PROVIDED PASSAGE: Begin

Geoplana is a genus of land planarians from South America.

== Taxonomic history ==
The genus Geoplana was erected in 1857 by William Stimpson and included most land planarians with several eyes distributed along the body. Species with only two eyes were placed in the genus Rhynchodemus, while species with a crescent-shaped head were placed in Bipalium.

In the same year, apparently unaware of Stimpson's paper, the naturalist Max Schultze, based on published information and new species collected in Brazil by the naturalist Fritz Müller, also erected a genus named Geoplana, but included all land planarians in it. However, Stimpson's system prevailed.

During most of the 20th century, many new land planarian species, mostly from Australia and South America, were placed in Geoplana. In 1955, Eudóxia Maria Froehlich defined that Geoplana vaginuloides would be the type-species of Geoplana, as it was the first species listed by Stimpson.

PROVIDED PASSAGE: End
RECORD EXCERPTS: Begin

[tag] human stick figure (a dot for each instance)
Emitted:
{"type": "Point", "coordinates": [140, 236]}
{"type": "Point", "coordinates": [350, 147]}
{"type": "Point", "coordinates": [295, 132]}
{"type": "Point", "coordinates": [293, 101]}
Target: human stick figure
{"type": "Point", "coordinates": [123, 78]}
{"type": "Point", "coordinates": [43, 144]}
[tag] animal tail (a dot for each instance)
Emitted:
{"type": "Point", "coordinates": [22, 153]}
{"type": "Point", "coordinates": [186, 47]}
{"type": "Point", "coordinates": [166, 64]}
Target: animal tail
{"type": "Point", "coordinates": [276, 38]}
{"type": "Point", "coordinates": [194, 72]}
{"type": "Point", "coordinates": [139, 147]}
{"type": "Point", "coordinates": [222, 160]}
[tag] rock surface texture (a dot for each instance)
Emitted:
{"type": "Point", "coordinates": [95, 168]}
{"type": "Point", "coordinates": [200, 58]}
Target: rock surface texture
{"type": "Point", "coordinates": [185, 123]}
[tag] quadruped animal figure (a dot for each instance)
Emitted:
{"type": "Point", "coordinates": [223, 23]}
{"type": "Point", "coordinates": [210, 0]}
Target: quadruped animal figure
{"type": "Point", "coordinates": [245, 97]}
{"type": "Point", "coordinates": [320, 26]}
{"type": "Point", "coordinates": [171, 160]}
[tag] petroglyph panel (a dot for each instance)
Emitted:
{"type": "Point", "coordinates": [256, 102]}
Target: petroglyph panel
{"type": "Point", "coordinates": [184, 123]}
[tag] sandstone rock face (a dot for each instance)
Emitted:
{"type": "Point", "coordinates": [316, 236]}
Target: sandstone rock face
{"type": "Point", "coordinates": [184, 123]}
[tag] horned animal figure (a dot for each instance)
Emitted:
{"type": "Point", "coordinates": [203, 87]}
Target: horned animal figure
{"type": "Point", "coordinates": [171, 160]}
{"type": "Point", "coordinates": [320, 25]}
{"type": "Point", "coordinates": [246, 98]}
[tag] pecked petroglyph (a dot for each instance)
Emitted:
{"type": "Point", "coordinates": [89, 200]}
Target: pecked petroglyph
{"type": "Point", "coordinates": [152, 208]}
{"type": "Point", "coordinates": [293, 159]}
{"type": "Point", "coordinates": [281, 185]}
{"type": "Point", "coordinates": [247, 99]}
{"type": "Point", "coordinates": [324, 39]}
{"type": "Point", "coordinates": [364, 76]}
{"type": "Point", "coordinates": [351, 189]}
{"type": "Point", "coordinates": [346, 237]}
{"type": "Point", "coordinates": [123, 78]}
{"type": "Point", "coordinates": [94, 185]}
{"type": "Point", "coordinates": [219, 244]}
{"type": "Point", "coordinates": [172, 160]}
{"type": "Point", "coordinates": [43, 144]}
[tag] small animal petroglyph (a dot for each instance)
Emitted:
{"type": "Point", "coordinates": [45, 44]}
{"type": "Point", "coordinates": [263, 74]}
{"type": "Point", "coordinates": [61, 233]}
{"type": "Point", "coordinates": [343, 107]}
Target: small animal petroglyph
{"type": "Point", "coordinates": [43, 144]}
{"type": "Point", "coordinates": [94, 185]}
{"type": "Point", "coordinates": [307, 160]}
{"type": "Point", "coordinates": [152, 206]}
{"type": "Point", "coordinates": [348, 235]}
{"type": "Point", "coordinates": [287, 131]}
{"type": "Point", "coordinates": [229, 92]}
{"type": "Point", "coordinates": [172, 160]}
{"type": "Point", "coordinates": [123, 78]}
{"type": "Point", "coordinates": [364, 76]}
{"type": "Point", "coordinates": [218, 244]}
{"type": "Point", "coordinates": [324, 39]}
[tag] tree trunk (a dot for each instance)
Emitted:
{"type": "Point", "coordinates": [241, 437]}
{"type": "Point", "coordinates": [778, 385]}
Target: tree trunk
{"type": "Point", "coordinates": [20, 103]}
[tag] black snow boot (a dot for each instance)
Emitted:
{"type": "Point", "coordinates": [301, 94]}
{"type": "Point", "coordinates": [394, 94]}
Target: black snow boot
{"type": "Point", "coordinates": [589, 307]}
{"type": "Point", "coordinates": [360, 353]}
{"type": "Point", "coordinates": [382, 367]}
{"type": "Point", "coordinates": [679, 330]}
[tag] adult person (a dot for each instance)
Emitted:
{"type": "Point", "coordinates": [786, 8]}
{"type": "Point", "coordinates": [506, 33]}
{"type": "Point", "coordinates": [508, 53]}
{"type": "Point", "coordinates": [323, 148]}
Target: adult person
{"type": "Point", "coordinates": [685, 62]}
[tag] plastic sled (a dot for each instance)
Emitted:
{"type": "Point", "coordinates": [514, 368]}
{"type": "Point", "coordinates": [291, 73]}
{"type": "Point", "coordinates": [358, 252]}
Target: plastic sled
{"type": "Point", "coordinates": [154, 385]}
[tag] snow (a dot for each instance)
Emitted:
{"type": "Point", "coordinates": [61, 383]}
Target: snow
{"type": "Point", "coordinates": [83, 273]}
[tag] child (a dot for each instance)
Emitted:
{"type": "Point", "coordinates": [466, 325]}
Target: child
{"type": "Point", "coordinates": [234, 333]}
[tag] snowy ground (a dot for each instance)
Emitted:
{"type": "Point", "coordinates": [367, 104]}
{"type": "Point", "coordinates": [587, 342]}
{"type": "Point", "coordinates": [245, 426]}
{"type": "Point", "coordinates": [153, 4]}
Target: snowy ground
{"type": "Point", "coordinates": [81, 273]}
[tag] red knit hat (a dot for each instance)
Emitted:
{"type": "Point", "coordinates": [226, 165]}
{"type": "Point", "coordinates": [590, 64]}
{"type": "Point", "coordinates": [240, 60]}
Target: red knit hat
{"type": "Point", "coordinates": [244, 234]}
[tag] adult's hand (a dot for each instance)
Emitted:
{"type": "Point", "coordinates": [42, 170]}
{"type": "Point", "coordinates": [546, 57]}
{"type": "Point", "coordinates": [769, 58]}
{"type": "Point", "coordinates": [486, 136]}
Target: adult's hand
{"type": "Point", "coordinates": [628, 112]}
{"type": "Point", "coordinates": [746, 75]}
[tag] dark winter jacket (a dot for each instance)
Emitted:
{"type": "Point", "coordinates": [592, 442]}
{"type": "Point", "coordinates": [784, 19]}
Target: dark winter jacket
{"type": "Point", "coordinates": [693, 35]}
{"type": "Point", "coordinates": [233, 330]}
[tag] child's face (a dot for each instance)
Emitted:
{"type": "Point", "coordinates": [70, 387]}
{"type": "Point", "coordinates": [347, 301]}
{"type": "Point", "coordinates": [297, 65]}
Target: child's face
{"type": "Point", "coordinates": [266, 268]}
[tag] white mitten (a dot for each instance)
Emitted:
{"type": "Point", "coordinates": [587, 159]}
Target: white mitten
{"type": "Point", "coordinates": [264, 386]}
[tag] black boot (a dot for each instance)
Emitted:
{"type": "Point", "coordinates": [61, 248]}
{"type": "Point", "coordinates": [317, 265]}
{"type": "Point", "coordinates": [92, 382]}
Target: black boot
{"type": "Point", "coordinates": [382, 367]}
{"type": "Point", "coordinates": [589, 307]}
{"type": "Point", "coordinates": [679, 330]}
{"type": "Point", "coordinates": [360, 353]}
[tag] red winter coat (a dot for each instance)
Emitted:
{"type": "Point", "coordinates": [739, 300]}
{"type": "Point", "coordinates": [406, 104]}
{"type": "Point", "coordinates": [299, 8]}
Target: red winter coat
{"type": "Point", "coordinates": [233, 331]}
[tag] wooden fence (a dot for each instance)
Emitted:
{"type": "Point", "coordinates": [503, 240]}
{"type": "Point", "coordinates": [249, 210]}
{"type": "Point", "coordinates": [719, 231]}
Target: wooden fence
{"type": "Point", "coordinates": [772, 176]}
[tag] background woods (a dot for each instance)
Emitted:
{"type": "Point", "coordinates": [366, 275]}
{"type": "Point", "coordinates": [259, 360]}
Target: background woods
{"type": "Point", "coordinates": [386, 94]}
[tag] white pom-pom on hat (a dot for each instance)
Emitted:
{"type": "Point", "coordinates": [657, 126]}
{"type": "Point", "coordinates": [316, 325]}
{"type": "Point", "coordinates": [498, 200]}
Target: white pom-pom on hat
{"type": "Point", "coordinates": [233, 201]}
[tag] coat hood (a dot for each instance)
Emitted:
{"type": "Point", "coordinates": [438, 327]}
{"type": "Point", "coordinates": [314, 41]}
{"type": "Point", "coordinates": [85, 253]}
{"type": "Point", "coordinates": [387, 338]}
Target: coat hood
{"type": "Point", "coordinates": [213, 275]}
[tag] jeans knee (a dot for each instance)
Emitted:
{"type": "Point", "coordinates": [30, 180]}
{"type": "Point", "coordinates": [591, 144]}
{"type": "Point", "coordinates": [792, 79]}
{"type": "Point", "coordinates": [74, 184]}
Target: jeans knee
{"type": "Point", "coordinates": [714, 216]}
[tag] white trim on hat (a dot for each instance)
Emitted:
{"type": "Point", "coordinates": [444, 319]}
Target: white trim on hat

RECORD EXCERPTS: End

DIRECTIONS FOR THIS TASK
In the Geoplana passage, write out the wording starting with "In the same" and going on through "Stimpson's system prevailed.", unchanged.

TASK RESPONSE
In the same year, apparently unaware of Stimpson's paper, the naturalist Max Schultze, based on published information and new species collected in Brazil by the naturalist Fritz Müller, also erected a genus named Geoplana, but included all land planarians in it. However, Stimpson's system prevailed.